• DIRECTIVE
Output every one of the following records again without changing a single character.

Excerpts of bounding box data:

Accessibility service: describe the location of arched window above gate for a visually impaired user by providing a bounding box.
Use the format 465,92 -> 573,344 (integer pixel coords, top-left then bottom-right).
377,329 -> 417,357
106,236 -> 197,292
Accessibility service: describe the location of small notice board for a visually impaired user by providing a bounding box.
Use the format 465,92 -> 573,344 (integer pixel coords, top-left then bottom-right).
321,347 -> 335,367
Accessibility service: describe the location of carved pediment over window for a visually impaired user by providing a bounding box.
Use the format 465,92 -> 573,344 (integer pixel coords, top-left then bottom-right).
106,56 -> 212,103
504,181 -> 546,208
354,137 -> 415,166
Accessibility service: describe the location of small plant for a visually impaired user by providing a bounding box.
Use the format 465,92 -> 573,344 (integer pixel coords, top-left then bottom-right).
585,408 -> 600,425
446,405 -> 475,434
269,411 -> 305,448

• RESULT FOR THIS EXERCISE
Accessibility service: describe the location of arched window above gate for a visually impaired user by providing a bounding box.
Use the format 465,92 -> 573,344 (integer pixel coords, top-left then bottom-right).
377,329 -> 417,357
106,236 -> 197,292
Accessibility service: describe the location of small notice board for a visually impaired user by providing a bounding box.
Use the format 465,92 -> 573,344 (integer pixel coords, top-left then bottom-right).
321,347 -> 335,367
Accessibility service: describe the location of carved pediment over window for a visually impaired user by providing a bounding box.
Use the format 465,92 -> 573,344 (integer pixel coords, top-left then bottom-right).
106,56 -> 212,103
504,181 -> 546,208
354,137 -> 415,166
Accessibility service: describe the location of small plant for a visually impaired user by providing a bounding box.
Use the format 465,92 -> 573,344 (integer pixel coords, top-left then bottom-right).
585,408 -> 600,425
446,405 -> 475,434
269,411 -> 305,448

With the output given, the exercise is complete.